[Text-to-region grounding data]

*** Begin section ***

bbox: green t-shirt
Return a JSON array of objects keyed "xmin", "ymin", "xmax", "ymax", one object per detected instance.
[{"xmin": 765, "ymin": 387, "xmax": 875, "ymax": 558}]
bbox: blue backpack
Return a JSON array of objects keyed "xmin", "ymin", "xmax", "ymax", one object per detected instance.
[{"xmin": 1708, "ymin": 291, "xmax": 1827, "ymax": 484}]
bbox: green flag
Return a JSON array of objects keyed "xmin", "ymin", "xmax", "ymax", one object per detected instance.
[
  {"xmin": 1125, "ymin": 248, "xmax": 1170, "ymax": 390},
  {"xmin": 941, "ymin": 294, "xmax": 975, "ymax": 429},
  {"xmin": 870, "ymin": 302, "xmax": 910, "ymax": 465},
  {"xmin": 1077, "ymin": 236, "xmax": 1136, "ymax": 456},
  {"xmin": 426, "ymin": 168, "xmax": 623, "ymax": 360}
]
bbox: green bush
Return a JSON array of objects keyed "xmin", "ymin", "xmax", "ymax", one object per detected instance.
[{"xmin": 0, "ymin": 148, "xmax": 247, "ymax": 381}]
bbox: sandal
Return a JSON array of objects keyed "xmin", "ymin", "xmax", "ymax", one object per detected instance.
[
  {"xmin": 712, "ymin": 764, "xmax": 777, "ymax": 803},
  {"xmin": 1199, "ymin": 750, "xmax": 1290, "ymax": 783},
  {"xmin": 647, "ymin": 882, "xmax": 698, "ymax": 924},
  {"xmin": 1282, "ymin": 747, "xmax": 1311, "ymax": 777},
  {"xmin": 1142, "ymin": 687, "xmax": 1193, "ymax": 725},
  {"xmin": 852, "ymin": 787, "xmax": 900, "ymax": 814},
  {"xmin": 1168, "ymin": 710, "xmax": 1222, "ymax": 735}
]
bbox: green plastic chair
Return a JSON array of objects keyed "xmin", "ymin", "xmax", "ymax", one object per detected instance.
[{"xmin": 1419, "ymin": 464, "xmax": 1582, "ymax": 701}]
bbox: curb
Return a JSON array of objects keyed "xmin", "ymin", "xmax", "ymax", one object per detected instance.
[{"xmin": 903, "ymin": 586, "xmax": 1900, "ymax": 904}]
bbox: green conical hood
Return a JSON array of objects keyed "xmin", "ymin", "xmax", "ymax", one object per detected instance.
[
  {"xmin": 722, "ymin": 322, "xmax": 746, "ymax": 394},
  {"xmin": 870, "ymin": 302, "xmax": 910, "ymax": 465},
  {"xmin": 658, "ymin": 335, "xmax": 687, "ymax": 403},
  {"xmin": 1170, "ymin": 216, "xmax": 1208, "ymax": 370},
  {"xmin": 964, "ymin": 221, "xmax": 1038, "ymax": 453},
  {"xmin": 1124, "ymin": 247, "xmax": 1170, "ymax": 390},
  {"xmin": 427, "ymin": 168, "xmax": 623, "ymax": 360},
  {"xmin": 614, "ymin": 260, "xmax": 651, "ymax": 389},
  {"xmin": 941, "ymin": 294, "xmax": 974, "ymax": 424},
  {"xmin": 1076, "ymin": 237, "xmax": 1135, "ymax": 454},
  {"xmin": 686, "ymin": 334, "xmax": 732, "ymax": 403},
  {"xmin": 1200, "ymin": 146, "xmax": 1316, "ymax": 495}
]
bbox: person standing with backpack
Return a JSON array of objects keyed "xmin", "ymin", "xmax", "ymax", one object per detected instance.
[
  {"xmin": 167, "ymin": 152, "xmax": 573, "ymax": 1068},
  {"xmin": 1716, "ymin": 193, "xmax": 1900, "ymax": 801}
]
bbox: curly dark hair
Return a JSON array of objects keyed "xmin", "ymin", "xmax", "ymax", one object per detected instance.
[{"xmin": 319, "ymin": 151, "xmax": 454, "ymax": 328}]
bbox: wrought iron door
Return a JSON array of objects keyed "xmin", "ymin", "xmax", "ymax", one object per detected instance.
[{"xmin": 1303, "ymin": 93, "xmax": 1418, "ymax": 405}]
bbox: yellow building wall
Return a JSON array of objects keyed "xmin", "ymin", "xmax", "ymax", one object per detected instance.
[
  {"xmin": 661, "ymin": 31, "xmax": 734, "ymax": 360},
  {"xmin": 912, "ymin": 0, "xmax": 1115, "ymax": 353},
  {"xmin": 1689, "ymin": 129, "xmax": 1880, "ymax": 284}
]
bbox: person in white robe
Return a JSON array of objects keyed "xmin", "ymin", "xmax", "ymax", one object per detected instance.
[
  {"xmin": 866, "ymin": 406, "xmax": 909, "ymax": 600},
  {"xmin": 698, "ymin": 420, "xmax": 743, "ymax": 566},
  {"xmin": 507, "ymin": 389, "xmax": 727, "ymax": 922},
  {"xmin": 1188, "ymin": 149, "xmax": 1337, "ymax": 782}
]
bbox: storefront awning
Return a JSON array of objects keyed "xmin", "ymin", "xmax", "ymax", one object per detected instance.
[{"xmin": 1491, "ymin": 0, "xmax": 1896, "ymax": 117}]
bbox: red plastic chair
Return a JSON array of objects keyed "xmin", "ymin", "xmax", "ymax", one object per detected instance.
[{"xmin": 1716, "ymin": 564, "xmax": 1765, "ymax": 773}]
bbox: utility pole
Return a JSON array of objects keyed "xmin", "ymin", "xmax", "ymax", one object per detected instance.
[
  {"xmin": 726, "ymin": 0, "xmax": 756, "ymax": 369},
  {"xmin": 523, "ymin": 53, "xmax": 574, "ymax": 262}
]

*** End section ***

Exercise details → The lines to copy run from the first line of the entries to the line containing "bbox: green conical hood"; copy them exactly and output nothing else.

Answer to this problem →
bbox: green t-shirt
Return a JSON array of objects keyed "xmin", "ymin", "xmax", "ymax", one object per detected instance.
[{"xmin": 765, "ymin": 387, "xmax": 875, "ymax": 558}]
bbox: blue backpack
Return a JSON array of objects keyed "xmin", "ymin", "xmax", "ymax", one object per detected instance.
[{"xmin": 1708, "ymin": 291, "xmax": 1827, "ymax": 484}]
bbox: green flag
Return a JSON array of objects keyed "xmin", "ymin", "xmax", "ymax", one object per detected instance.
[
  {"xmin": 1125, "ymin": 248, "xmax": 1170, "ymax": 390},
  {"xmin": 941, "ymin": 294, "xmax": 975, "ymax": 429},
  {"xmin": 870, "ymin": 302, "xmax": 910, "ymax": 465},
  {"xmin": 1077, "ymin": 236, "xmax": 1136, "ymax": 456},
  {"xmin": 426, "ymin": 168, "xmax": 623, "ymax": 360}
]
bbox: green bush
Return a JSON array of objects keyed "xmin", "ymin", "xmax", "ymax", one object per detected instance.
[{"xmin": 0, "ymin": 148, "xmax": 247, "ymax": 381}]
bbox: sandal
Return a JSON array of objects keyed "xmin", "ymin", "xmax", "ymax", one object per detected instance.
[
  {"xmin": 712, "ymin": 764, "xmax": 777, "ymax": 803},
  {"xmin": 1199, "ymin": 750, "xmax": 1290, "ymax": 783},
  {"xmin": 647, "ymin": 882, "xmax": 698, "ymax": 924},
  {"xmin": 1282, "ymin": 747, "xmax": 1311, "ymax": 777},
  {"xmin": 1142, "ymin": 687, "xmax": 1193, "ymax": 725},
  {"xmin": 852, "ymin": 787, "xmax": 900, "ymax": 814},
  {"xmin": 1168, "ymin": 710, "xmax": 1222, "ymax": 735}
]
bbox: green plastic chair
Return a JSON array of objects keyed "xmin", "ymin", "xmax", "ymax", one object per detected instance.
[{"xmin": 1419, "ymin": 464, "xmax": 1582, "ymax": 701}]
bbox: curb
Return a JSON array of objects keyed "xmin", "ymin", "xmax", "ymax", one object per detected instance.
[{"xmin": 903, "ymin": 586, "xmax": 1900, "ymax": 904}]
bbox: green conical hood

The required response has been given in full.